▸ Parts of the exercise
(1) From the news article on Navalny's poisoning, write out the passage from "Navalny's team is" up to and including "to his team.".
(2) According to the news article on Navalny's poisoning, what brand of mineral water did his staff take from the hotel room?
(3) Give what follows in the news article on Navalny's poisoning, picking up after its last sentence.

Navalny's team is sure the Kremlin critic was poisoned on Russian soil
Moscow, Russia - The Kremlin critic Alexei Navalny was poisoned in Russia, in a hotel in the Siberian city of Tomsk, according to his team.
The poison was allegedly in an opened bottle of mineral water found in his room.
Navalny's team published a video of his staff trying to recover any possible evidence from the room, including bottles of Svyatoy Istochnik mineral water, a Russian brand that translates as "holy spirit". They say that they decided to act immediately after receiving news of Navalny's situation.
In an Instagram post on Thursday, his staff also insisted that it was clear Navalny had been poisoned on Russian territory. They claim a German laboratory has already found traces of Novichok on one of the bottles they recovered in his hotel room.
"We had no particular hope of finding anything like this," said Navalny's team in the statement. "It was also obvious that the case would not be investigated in Russia. And that's exactly what happened: almost a month has passed and Russia has not yet admitted to the poisoning of Navalny."
The nerve agent Novichok, which is banned as a chemical weapon, is thought to have been used in the attempted assassination.
Moscow denies all accusations that it was involved in the poisoning.
The Organization for the Prohibition of Chemical Weapons (OPCW) ordered testing of biomedical samples from Navalny.

▸ Point-per-instance localization lines

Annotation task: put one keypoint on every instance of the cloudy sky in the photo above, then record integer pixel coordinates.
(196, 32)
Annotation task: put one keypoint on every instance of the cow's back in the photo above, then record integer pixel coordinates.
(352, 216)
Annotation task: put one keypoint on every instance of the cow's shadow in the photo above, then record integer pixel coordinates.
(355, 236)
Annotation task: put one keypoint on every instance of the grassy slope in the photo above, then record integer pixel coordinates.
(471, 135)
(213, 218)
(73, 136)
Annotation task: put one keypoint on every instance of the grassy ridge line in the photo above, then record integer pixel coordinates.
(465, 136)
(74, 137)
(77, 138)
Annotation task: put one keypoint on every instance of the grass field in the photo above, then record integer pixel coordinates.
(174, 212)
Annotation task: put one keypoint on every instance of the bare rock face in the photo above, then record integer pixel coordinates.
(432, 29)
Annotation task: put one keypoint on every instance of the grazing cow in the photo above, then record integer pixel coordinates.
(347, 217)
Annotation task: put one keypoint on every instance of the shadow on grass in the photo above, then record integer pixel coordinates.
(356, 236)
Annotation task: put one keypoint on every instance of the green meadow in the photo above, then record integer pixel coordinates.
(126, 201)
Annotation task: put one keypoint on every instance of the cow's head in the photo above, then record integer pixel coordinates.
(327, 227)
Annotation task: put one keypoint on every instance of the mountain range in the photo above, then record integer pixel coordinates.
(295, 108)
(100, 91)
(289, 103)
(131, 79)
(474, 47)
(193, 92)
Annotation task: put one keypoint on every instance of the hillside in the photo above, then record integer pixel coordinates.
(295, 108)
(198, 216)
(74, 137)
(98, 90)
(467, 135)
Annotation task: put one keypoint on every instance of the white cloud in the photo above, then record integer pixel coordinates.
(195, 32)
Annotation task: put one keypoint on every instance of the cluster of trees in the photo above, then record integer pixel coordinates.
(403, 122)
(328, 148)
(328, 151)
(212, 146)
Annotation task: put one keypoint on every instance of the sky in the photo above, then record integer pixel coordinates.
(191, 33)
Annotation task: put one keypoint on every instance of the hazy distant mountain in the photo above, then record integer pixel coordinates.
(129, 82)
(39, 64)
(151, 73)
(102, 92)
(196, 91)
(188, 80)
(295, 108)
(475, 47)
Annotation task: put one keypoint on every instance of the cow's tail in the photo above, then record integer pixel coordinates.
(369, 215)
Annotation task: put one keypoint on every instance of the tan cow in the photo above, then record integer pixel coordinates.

▸ Answers given
(1)
Navalny's team is sure the Kremlin critic was poisoned on Russian soil
Moscow, Russia - The Kremlin critic Alexei Navalny was poisoned in Russia, in a hotel in the Siberian city of Tomsk, according to his team.

(2) Svyatoy Istochnik

(3)
The Hague-based organization said on Thursday that the German authorities would be informed of the results. OPCW experts collected samples for the tests from Navalny themselves.
Navalny collapsed on August 20 on a flight from Tomsk to Moscow. The plane made an emergency landing in Omsk. He was put into an artificial coma and on a connected to a respirator at the hospital.
On August 22, he was flown to Germany, where he is being treated at the Charité in Berlin. He has regained consciousness and is breathing on his own. On Wednesday, He posted a picture on Instagram in which he is sitting up.
Kremlin said Navalny has a metabolic disorder
In response to accusations made by Germany, Russia first claimed that Navalny could only have been poisoned after leaving the country.
State media has been presenting the narrative of a Western plot to impose sanctions on the country again.
The Kremlin repeatedly emphasized that Russian doctors had not found any evidence of poisoning. Officials explained his collapse through a "metabolic disorder".